» Instructions for the task
Report every line of the items below that contains the word "negative", copying each such line in full.

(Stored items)
- Opening Delimiter -

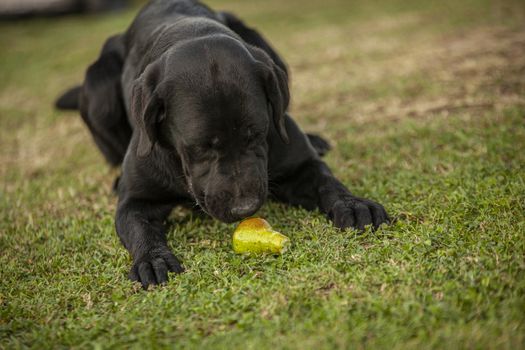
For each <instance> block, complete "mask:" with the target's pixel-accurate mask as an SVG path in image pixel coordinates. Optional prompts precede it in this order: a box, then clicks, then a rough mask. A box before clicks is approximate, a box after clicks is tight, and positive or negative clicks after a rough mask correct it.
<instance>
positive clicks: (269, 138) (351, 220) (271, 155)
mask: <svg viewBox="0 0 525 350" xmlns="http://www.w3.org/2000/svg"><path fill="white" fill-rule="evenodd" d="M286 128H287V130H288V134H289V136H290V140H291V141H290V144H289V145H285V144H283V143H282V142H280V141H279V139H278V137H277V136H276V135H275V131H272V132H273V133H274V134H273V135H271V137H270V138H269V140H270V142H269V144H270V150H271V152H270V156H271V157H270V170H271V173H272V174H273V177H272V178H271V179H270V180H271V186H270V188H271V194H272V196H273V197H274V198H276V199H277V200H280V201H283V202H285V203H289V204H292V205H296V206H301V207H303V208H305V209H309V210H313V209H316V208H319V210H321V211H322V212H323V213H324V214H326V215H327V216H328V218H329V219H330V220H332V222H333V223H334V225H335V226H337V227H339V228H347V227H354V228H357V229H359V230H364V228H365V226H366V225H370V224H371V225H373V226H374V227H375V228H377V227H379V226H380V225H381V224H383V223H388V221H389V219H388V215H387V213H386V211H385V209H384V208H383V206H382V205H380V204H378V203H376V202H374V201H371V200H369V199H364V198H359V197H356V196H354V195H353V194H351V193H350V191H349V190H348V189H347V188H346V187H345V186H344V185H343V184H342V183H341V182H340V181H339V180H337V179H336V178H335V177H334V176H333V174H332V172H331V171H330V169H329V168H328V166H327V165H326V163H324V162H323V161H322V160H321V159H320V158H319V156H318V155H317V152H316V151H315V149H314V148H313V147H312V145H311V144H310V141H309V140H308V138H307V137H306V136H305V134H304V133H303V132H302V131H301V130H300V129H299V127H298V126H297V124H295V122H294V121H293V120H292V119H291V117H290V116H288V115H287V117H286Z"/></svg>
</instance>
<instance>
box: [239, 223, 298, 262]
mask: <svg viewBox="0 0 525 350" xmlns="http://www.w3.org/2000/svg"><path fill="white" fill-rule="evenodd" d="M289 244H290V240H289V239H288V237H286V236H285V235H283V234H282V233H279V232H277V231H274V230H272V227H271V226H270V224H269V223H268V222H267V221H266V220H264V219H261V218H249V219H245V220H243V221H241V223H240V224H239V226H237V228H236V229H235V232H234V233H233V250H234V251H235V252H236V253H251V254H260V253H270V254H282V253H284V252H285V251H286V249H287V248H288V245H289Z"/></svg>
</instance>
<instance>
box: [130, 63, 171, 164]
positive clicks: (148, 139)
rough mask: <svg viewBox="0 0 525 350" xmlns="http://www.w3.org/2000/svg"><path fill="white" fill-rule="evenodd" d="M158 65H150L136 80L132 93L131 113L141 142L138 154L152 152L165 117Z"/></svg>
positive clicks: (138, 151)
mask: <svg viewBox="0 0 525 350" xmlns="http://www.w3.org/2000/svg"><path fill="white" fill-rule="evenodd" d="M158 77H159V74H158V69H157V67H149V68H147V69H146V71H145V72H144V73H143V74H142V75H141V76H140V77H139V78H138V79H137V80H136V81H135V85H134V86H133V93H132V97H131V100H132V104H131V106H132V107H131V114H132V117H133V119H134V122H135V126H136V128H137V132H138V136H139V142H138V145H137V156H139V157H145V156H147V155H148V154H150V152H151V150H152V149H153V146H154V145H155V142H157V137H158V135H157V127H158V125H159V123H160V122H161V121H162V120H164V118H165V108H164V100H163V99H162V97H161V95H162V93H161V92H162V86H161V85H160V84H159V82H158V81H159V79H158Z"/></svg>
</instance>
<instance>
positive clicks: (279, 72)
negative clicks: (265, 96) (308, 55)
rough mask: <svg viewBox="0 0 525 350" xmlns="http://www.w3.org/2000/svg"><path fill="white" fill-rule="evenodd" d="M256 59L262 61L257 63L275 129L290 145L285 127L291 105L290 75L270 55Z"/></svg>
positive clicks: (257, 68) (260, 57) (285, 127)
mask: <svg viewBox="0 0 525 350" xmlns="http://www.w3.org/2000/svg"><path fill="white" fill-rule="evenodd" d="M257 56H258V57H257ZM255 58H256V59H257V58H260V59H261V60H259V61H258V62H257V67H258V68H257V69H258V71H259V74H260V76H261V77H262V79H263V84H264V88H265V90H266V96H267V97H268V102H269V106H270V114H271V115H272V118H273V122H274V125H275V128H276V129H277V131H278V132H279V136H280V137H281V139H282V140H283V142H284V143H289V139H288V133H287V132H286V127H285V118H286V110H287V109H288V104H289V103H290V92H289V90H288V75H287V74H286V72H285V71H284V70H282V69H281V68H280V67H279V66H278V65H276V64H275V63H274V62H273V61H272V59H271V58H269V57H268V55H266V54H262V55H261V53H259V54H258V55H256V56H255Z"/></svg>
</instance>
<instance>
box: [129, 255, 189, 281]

- Closing Delimiter -

» Result of the task
For each <instance> block, complete "mask:" with the target's pixel-accurate mask as an SVG path in image pixel coordinates. Optional prompts precede it in this order: a box, then clicks, then a rough mask. A box before clicks is approximate, a box after clicks is tight, and positive or negative clicks after a rough mask correct it.
negative clicks: (265, 96) (308, 55)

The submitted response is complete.